[Segmentation dataset excerpts]
▼

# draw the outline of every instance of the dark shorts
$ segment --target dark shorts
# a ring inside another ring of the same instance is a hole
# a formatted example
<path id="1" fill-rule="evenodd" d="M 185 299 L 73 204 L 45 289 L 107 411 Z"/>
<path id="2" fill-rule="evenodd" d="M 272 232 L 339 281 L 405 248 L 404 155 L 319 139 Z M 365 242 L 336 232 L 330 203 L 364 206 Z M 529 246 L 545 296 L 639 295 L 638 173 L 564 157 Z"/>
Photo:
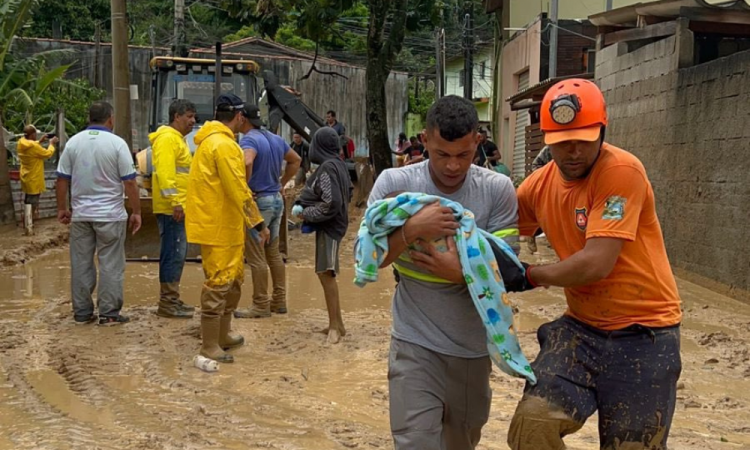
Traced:
<path id="1" fill-rule="evenodd" d="M 538 383 L 527 383 L 513 417 L 512 449 L 562 448 L 562 437 L 598 411 L 601 448 L 666 450 L 682 370 L 679 325 L 605 331 L 566 316 L 537 336 Z"/>
<path id="2" fill-rule="evenodd" d="M 23 195 L 23 204 L 24 205 L 38 205 L 39 199 L 41 198 L 42 194 L 24 194 Z"/>
<path id="3" fill-rule="evenodd" d="M 339 244 L 341 241 L 328 236 L 324 231 L 315 232 L 315 273 L 339 273 Z"/>

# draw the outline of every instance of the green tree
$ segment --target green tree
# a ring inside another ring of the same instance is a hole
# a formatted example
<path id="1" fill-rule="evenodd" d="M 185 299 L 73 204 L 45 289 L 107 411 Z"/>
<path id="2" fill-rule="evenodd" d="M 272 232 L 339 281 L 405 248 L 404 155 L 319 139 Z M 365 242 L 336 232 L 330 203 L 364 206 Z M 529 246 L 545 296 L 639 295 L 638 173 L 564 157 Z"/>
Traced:
<path id="1" fill-rule="evenodd" d="M 65 131 L 69 136 L 78 133 L 88 124 L 91 103 L 102 100 L 106 92 L 93 87 L 84 78 L 52 83 L 29 109 L 20 107 L 4 111 L 3 123 L 9 130 L 20 130 L 27 123 L 39 129 L 51 129 L 55 124 L 58 109 L 65 111 Z"/>
<path id="2" fill-rule="evenodd" d="M 285 23 L 293 23 L 298 36 L 315 42 L 316 54 L 322 44 L 343 40 L 343 32 L 337 27 L 340 18 L 367 17 L 367 140 L 376 172 L 391 166 L 386 81 L 407 30 L 437 23 L 444 6 L 440 0 L 221 0 L 220 4 L 238 19 L 252 23 L 264 36 L 275 36 Z M 311 71 L 315 69 L 313 64 Z"/>
<path id="3" fill-rule="evenodd" d="M 61 78 L 68 66 L 48 70 L 46 57 L 59 51 L 16 57 L 12 53 L 14 38 L 29 22 L 34 0 L 5 0 L 0 4 L 0 118 L 9 111 L 21 111 L 25 121 L 33 118 L 33 109 L 48 89 L 67 84 Z M 2 122 L 2 120 L 0 120 Z M 0 127 L 3 124 L 0 123 Z M 15 222 L 10 173 L 5 139 L 0 139 L 0 223 Z"/>
<path id="4" fill-rule="evenodd" d="M 33 0 L 5 0 L 0 4 L 0 98 L 18 88 L 24 74 L 10 57 L 13 38 L 29 18 Z M 15 222 L 15 208 L 10 186 L 10 171 L 0 120 L 0 224 Z"/>

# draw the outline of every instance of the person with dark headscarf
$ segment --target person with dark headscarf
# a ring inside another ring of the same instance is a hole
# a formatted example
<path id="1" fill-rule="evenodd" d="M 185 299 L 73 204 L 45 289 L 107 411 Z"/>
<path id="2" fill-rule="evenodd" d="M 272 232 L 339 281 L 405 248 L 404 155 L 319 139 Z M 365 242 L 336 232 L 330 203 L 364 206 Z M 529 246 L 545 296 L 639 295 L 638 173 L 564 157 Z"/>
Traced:
<path id="1" fill-rule="evenodd" d="M 338 284 L 339 245 L 349 225 L 349 202 L 352 184 L 346 164 L 339 158 L 339 136 L 333 128 L 318 130 L 312 138 L 310 161 L 318 164 L 307 180 L 292 215 L 302 218 L 305 226 L 315 229 L 315 272 L 328 308 L 328 343 L 337 343 L 346 335 L 341 318 Z"/>

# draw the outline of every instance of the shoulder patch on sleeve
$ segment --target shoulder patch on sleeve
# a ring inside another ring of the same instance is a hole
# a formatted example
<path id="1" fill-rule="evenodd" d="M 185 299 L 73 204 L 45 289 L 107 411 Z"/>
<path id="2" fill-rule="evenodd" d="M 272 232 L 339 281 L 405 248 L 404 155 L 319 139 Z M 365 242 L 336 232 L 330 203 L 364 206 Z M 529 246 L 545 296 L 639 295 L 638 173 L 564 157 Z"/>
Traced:
<path id="1" fill-rule="evenodd" d="M 622 220 L 625 217 L 625 203 L 628 199 L 613 195 L 604 203 L 603 220 Z"/>

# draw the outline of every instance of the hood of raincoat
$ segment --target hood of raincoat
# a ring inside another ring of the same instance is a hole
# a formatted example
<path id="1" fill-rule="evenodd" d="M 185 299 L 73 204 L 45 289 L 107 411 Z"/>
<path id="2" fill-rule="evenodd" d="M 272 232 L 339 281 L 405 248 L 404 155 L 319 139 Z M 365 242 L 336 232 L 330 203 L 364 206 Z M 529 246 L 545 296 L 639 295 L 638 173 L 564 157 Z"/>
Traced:
<path id="1" fill-rule="evenodd" d="M 201 142 L 205 141 L 206 138 L 217 133 L 224 134 L 234 140 L 234 133 L 232 133 L 232 130 L 228 126 L 217 120 L 210 120 L 204 123 L 201 129 L 195 134 L 195 145 L 201 145 Z"/>
<path id="2" fill-rule="evenodd" d="M 154 145 L 154 142 L 156 142 L 158 138 L 162 136 L 168 136 L 168 135 L 173 135 L 174 137 L 178 139 L 184 139 L 184 136 L 179 131 L 175 130 L 169 125 L 162 125 L 159 127 L 158 130 L 148 135 L 148 140 L 149 142 L 151 142 L 151 145 Z"/>
<path id="3" fill-rule="evenodd" d="M 37 141 L 32 141 L 31 139 L 26 139 L 25 137 L 23 137 L 18 140 L 18 143 L 16 144 L 16 150 L 28 150 L 36 143 Z"/>
<path id="4" fill-rule="evenodd" d="M 315 132 L 310 144 L 310 161 L 323 164 L 329 159 L 339 159 L 341 141 L 339 135 L 331 127 L 323 127 Z"/>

▲

## Goal of the exercise:
Exactly reproduce the lines that run from the line with "# draw the outline of every instance of the shoulder" through the last line of the records, inclusive.

## Completed task:
# draw the outline of every instance of the shoulder patch on sleeve
$ segment --target shoulder patch on sleeve
# a ring inside another ring of the same instance is a hole
# a formatted example
<path id="1" fill-rule="evenodd" d="M 185 299 L 73 204 L 45 289 L 107 411 Z"/>
<path id="2" fill-rule="evenodd" d="M 272 232 L 339 281 L 405 248 L 404 155 L 319 139 Z M 365 242 L 336 232 L 330 203 L 364 206 Z M 529 246 L 545 296 L 639 295 L 638 173 L 564 157 Z"/>
Traced:
<path id="1" fill-rule="evenodd" d="M 622 220 L 625 217 L 625 203 L 628 199 L 613 195 L 604 203 L 603 220 Z"/>

# draw the outline of every instance of the hood of raincoat
$ segment --target hood of raincoat
# a ring inside another ring of the same instance is a hole
# a formatted example
<path id="1" fill-rule="evenodd" d="M 185 299 L 73 204 L 45 289 L 107 411 Z"/>
<path id="2" fill-rule="evenodd" d="M 272 232 L 339 281 L 405 248 L 404 155 L 319 139 Z M 365 242 L 336 232 L 330 203 L 364 206 Z M 529 246 L 545 296 L 639 295 L 638 173 L 564 157 Z"/>
Traced:
<path id="1" fill-rule="evenodd" d="M 201 142 L 205 141 L 206 138 L 217 133 L 224 134 L 234 140 L 234 133 L 232 133 L 232 130 L 228 126 L 217 120 L 210 120 L 204 123 L 201 129 L 195 134 L 195 145 L 201 145 Z"/>
<path id="2" fill-rule="evenodd" d="M 154 145 L 154 142 L 156 142 L 158 138 L 162 136 L 168 136 L 168 135 L 173 135 L 174 137 L 178 139 L 184 139 L 184 136 L 179 131 L 175 130 L 169 125 L 162 125 L 159 127 L 158 130 L 148 135 L 148 140 L 149 142 L 151 142 L 151 145 Z"/>
<path id="3" fill-rule="evenodd" d="M 37 141 L 32 141 L 31 139 L 26 139 L 25 137 L 23 137 L 18 140 L 18 143 L 16 144 L 16 150 L 28 150 L 36 143 Z"/>
<path id="4" fill-rule="evenodd" d="M 315 132 L 310 144 L 310 161 L 323 164 L 329 159 L 339 159 L 341 141 L 339 135 L 331 127 L 323 127 Z"/>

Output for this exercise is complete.